• _WRITTEN TASK 1_: According to the soccer scholarship guide, which three things make up the KNVB development model?
• _WRITTEN TASK 2_: Carry the soccer scholarship guide forward from its final sentence.

• _EXCERPTED PASSAGE_:
_ _ _ _ _ _ _

How to Get a Soccer Scholarship in the USA from the Netherlands (2026 Guide)
Dutch players develop in one of the best youth football systems in the world — from Eredivisie academies to the Tweede and Derde Divisie. This guide explains exactly how that level translates into US college soccer recruiting: scholarship numbers, amateurism rules, how to convert your VWO or HAVO diploma, and how to reach the right coaches from the Netherlands.
1. Why US College Soccer Suits Dutch Players
The Netherlands produces technically excellent, tactically intelligent footballers. The KNVB development model — positional play, possession, and decision-making under pressure — is exactly what US college coaches value. For a Dutch player who is good but may not break into the first team of an Eredivisie academy or a professional Tweede or Derde Divisie side, US college soccer offers a genuine alternative: you keep playing at a competitive level while earning a degree that travels worldwide.

_ _ _ _ _ _ _

• _EXTRACTED DATA_:
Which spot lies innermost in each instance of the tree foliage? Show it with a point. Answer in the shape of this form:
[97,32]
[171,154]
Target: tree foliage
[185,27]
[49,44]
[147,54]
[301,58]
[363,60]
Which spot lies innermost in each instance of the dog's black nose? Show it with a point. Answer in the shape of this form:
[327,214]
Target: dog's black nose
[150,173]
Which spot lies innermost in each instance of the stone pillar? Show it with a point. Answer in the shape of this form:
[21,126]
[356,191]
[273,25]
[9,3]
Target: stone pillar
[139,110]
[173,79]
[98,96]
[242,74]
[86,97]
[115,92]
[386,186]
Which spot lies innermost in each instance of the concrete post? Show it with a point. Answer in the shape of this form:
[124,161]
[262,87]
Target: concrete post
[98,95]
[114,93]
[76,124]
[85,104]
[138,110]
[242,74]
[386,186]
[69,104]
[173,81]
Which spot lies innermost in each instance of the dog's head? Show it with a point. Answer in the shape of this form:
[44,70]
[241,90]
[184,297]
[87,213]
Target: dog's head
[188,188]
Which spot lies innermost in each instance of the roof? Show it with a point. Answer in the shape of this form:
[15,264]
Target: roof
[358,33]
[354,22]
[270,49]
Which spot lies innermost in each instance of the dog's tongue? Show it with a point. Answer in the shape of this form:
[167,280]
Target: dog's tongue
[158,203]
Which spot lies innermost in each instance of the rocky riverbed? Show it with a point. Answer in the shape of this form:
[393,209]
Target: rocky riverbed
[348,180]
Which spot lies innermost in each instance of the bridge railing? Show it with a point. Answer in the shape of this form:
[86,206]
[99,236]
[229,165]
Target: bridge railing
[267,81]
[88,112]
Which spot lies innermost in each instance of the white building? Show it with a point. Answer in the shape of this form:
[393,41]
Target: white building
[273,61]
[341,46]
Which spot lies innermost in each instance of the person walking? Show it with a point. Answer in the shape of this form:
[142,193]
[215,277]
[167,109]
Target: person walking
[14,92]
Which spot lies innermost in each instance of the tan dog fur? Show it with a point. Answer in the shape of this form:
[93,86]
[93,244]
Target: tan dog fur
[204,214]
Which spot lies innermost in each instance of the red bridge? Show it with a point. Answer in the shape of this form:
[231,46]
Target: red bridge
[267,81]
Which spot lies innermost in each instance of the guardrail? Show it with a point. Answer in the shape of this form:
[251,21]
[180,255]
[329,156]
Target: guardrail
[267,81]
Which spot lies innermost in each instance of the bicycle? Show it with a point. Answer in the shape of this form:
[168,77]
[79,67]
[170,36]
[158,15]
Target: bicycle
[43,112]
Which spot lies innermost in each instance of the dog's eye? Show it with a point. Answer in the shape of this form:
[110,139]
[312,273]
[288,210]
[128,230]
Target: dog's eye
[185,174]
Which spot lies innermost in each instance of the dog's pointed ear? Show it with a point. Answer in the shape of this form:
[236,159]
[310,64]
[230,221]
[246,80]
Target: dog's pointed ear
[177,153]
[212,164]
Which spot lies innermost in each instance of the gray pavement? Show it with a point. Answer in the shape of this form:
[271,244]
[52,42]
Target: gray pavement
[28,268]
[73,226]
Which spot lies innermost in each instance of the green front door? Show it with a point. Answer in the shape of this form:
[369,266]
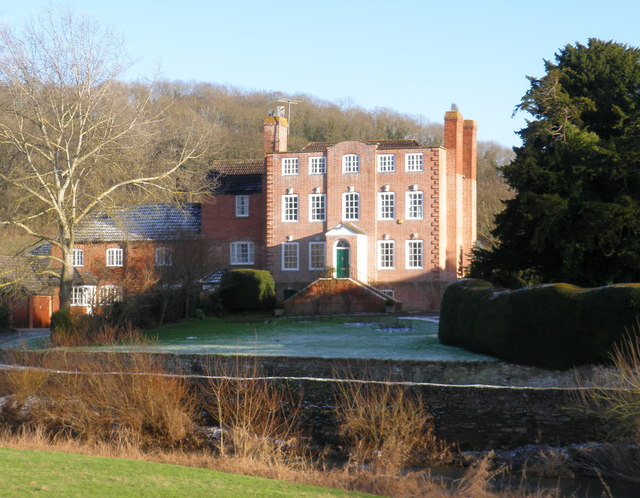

_ _ _ _ _ _ _

• _EXERCISE RESULT 1_: Positional play, possession, and decision-making under pressure.

• _EXERCISE RESULT 2_:
The pathway is well established. Each year Dutch and other European players move to NCAA, NAIA, and JUCO programs, combining university study with structured training, strength and conditioning, and a long competitive season. For many, it is a way to keep the dream of professional football alive while building a fallback, rather than choosing between sport and education.
If you want the broader picture beyond soccer, start with our Netherlands resource hub and the international athlete guide to US college sports scholarships. This article focuses on what is specific to Dutch soccer players.
2. How Dutch Football Tiers Map to US Recruiting
US coaches do not automatically know what the Tweede Divisie or a Hoofdklasse match looks like, so part of your job is to translate your level. The table below is a general orientation, not a promise — final placement always depends on your match footage, athleticism, position, and academics.
| Your Level in the Netherlands | US Divisions to Target First |
|---|---|
| Eredivisie academy (Ajax, PSV, Feyenoord, AZ) graduate | NCAA D1 and strong D2 |
| Tweede / Derde Divisie minutes | NCAA D1 / D2 |
| Competitive Hoofdklasse / regional KNVB amateur | NCAA D2, NAIA, JUCO |
| Developing player wanting to grow + study | JUCO, NAIA, NCAA D3 |
The most reliable approach is to cast a wide net across two or three divisions rather than fixating on one. A player who only emails D1 programs and gets no response often had a strong D2 or NAIA option the whole time. Let coaches react to your film and tell you where you fit.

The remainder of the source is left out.